▸ WORK REQUIRED
Retype all of the data shown below, keeping every character the same.

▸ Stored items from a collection
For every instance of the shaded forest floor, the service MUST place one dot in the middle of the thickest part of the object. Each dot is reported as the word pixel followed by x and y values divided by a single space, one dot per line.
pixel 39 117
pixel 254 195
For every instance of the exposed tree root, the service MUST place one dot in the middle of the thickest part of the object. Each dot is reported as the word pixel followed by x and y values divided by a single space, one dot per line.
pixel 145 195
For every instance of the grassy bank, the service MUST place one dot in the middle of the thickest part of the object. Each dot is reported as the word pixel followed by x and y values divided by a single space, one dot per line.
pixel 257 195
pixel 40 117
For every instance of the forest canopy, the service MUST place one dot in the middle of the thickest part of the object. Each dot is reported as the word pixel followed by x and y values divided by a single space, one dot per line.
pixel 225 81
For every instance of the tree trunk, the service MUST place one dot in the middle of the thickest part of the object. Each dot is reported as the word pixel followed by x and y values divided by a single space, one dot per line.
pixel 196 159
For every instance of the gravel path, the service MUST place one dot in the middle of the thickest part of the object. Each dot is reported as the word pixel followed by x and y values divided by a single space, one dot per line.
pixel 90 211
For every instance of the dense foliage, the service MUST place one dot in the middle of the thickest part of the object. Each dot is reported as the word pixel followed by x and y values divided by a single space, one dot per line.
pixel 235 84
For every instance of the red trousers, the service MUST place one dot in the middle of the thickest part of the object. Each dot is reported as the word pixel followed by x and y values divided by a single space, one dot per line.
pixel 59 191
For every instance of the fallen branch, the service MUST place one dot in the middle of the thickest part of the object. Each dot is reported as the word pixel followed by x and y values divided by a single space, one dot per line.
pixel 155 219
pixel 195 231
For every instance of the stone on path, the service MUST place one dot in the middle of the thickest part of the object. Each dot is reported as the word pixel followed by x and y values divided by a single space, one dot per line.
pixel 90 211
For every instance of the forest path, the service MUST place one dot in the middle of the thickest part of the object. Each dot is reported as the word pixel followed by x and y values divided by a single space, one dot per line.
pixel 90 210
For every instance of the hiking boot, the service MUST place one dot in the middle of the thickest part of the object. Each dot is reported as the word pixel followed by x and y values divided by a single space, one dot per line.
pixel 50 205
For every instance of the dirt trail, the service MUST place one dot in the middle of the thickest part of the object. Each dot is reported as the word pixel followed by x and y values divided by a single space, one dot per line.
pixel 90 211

▸ OUTPUT FOR THIS TASK
For every instance of the shaded forest floor, the service MUST place one dot in the middle of the thickest part of the object. Each dot is reported as the word pixel followed by x and y values divided by a single space, one dot per line.
pixel 39 117
pixel 254 195
For every instance of the exposed tree root, the service MUST place one dot in the middle of the thickest part of the object. Each dot is reported as the word pixel followed by x and y values divided by a single space, one dot per line.
pixel 145 195
For every instance of the grassy bank, the service MUST place one dot in the middle of the thickest part of the object. Each dot is reported as the word pixel followed by x and y values divided by a single space, one dot per line.
pixel 257 195
pixel 40 117
For every instance of the forest canopy, the service MUST place one dot in the middle of the thickest part of the object. Each dot is reported as the word pixel followed by x and y values divided by a single space, one dot per line.
pixel 225 81
For every instance of the tree trunk, the service MUST place one dot in the middle of the thickest part of the object. Each dot is reported as the word pixel followed by x and y values divided by a single space, one dot per line.
pixel 196 159
For every instance of the gravel path, the service MUST place one dot in the middle of the thickest part of the object. Each dot is reported as the word pixel followed by x and y values divided by a single space, one dot per line.
pixel 90 211
For every instance of the dense foliage, the service MUST place one dot in the middle of the thickest part of the object. Each dot is reported as the word pixel followed by x and y values divided by a single space, one dot per line.
pixel 235 84
For every instance of the red trousers, the service MUST place one dot in the middle of the thickest part of the object. Each dot is reported as the word pixel followed by x and y values divided by a single space, one dot per line.
pixel 59 191
For every instance of the fallen branch, the service MUST place one dot in the middle of the thickest part of the object. Each dot is reported as the word pixel followed by x and y values divided by a single space, one dot per line.
pixel 155 219
pixel 195 231
For every instance of the stone on path, the service MUST place one dot in the middle of the thickest part of the object. Each dot is reported as the word pixel followed by x and y values divided by a single space, one dot per line.
pixel 90 211
For every instance of the forest path, the service MUST place one dot in the middle of the thickest part of the object. Each dot is reported as the word pixel followed by x and y values divided by a single space, one dot per line.
pixel 90 210
For every instance of the hiking boot, the service MUST place one dot in the middle of the thickest part of the object. Each dot is reported as the word pixel followed by x and y values divided by a single space, one dot per line.
pixel 50 205
For every instance of the dirt trail, the service MUST place one dot in the middle of the thickest part of the object. Each dot is reported as the word pixel followed by x and y values divided by a single space, one dot per line.
pixel 90 211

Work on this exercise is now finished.